Give the part of the rows that opens with the line containing "Where can the corrugated" and runs through the end of the rows as a numbered list, leaving out blank lines.

┏━━

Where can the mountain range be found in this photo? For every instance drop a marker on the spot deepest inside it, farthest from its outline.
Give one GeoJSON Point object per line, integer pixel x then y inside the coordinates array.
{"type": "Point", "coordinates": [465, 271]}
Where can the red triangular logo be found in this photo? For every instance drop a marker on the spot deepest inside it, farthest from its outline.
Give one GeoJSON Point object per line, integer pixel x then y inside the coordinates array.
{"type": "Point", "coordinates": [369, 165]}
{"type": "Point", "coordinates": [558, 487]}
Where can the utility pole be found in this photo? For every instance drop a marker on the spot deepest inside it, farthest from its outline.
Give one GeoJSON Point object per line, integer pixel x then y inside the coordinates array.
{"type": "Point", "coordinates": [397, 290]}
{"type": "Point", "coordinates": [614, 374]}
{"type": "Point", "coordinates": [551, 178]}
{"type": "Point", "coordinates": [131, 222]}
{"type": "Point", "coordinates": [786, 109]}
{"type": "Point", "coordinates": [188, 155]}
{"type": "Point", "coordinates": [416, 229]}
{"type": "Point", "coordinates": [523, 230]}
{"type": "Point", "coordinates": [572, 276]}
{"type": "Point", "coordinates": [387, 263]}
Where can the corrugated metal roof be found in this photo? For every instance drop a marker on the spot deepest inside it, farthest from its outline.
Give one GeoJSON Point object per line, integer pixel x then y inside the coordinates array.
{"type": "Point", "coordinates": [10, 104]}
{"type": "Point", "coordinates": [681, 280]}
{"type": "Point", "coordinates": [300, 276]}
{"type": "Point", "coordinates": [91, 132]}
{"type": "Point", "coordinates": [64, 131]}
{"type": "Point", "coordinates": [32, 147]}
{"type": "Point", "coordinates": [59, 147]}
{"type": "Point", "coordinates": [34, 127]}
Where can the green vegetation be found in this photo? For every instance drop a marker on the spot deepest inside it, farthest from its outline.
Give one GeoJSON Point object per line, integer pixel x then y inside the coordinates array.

┗━━

## FULL OUTPUT
1. Where can the corrugated metal roof be found in this photo? For every instance drop a marker on the spot deepest inside it, farthest from its outline.
2. Give one GeoJSON Point object per line, integer pixel x then y inside the coordinates array.
3. {"type": "Point", "coordinates": [10, 104]}
4. {"type": "Point", "coordinates": [681, 280]}
5. {"type": "Point", "coordinates": [300, 276]}
6. {"type": "Point", "coordinates": [91, 132]}
7. {"type": "Point", "coordinates": [64, 131]}
8. {"type": "Point", "coordinates": [32, 147]}
9. {"type": "Point", "coordinates": [59, 147]}
10. {"type": "Point", "coordinates": [34, 127]}
11. Where can the green vegetation be found in this photo? For every instance drop a marker on the spot deepest inside it, farthest from its outline.
12. Give one GeoJSON Point object per line, integer pixel x then y inside the coordinates array.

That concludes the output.